WHAT IS REQUIRED =>
Answer these questions using the article on Dutch pupils missing from distance learning.
(a) How many schools took part in the AVS poll?
(b) On average, how many vulnerable pupils does each school have?
(c) What is the name of the app that lets educators report suspicions of child abuse digitally?

Around 5,200 school kids 'missing' from distance learning in coronavirus crisis

Primary and secondary schools in the Netherlands currently don't have contact with about 5,200 pupils, according to a poll by the association for school leaders AVS among 968 schools. About a fifth of schools can't reach all their pupils since they've been forced to do their school work from home due to the coronavirus, reports.

On average, each of the 22 percent of schools who have "missing" pupils can't make contact with four children. The school leaders said that in many cases these involve members of the same family. They are often families which sometimes disappear during regular times too, the headmasters said. 

According to AVS, the schools usually try to reach these kids in various ways themselves. If pupils still can't be found, the truancy officer is called in. "Not so much for fining, but to try to make or restore contact for the sake of the children," AVS chairman Petra van Haren said.

Schools are also working hard to keep an eye on vulnerable pupils during the crisis. These are pupils who also have problems at home during normal circumstances. Each school has an average of 14 vulnerable pupils. Over the past two weeks, each school made a report to domestic violence hotline Veilig Thuis once on average. This is more than usual for 14 percent of school leaders, but about the same for three quarters of schools.

According to Van Haren, school leaders "certainly play an important role in identifying and tackling problems with children during these times." To make this process easier, a new app was developed with which educators can report suspicions of child abuse digitally. The Meldcode Kindermishandeling app can be downloaded from the Google Play Store and the Apple Play Store.

Image point grounding data:
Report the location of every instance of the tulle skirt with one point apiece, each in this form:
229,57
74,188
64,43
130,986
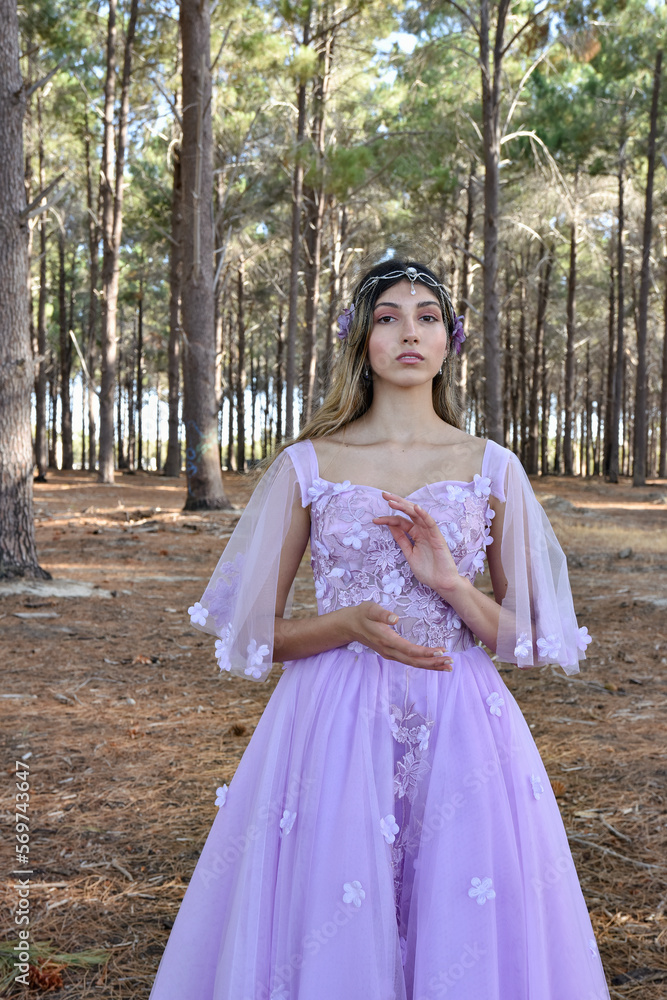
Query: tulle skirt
390,834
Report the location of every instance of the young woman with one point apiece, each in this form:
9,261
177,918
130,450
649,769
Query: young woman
390,833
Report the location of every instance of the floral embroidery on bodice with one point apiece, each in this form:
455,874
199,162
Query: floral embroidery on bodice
355,560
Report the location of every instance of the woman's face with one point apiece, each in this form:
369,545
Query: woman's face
408,340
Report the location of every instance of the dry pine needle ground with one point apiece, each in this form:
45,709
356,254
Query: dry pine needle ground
117,705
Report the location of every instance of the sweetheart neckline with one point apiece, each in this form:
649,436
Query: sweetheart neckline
377,489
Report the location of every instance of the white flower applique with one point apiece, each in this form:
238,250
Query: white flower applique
583,638
549,647
537,786
481,889
523,646
255,659
389,828
355,536
393,583
455,493
482,486
353,892
286,822
222,646
318,489
494,701
198,614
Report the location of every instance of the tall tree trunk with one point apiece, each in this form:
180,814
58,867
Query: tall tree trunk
65,362
546,414
521,373
172,465
140,377
617,394
569,351
662,461
18,554
240,372
315,199
41,448
609,386
491,93
200,413
532,456
280,350
295,248
639,463
112,225
91,332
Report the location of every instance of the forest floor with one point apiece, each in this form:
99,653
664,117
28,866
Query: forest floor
116,705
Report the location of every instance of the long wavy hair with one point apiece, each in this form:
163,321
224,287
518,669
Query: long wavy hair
351,390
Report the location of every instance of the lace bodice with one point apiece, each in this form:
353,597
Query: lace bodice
355,560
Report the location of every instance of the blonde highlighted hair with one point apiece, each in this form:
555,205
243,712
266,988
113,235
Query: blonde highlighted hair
350,393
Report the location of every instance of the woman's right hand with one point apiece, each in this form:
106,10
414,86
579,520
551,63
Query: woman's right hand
371,624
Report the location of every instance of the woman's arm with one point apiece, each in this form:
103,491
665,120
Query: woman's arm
431,561
368,623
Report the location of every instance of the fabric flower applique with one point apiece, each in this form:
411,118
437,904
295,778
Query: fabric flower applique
286,822
389,828
478,561
583,638
198,614
423,734
523,646
481,889
255,659
393,583
549,647
355,536
481,485
537,786
318,489
494,701
353,892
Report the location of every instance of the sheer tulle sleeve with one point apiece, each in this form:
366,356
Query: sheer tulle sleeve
537,620
239,603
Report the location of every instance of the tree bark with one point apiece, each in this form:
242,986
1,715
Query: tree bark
618,386
532,456
315,199
18,554
200,414
491,93
172,465
568,466
240,372
609,395
639,460
41,447
65,362
295,248
112,226
662,462
140,377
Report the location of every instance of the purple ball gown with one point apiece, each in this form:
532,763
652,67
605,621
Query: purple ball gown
390,833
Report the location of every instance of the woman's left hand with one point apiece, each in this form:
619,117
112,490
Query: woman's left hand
421,542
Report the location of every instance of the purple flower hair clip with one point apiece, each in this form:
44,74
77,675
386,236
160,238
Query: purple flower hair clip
345,322
458,336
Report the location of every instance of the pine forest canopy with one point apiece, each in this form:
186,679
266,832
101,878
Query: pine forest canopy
199,182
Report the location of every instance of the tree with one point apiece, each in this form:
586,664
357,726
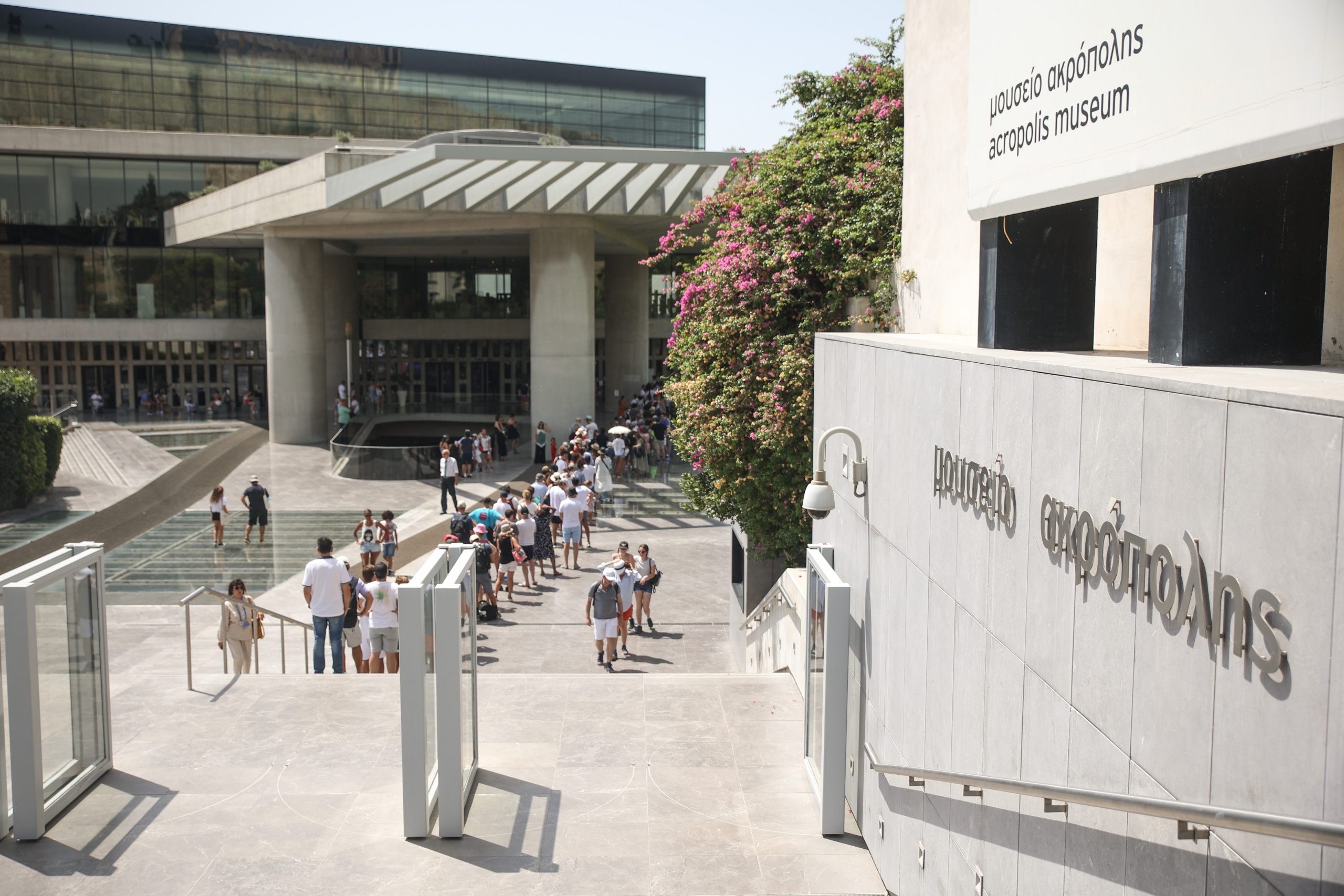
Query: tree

PROBLEM SOLUTION =>
(a) 968 schools
(b) 14
(c) Meldcode Kindermishandeling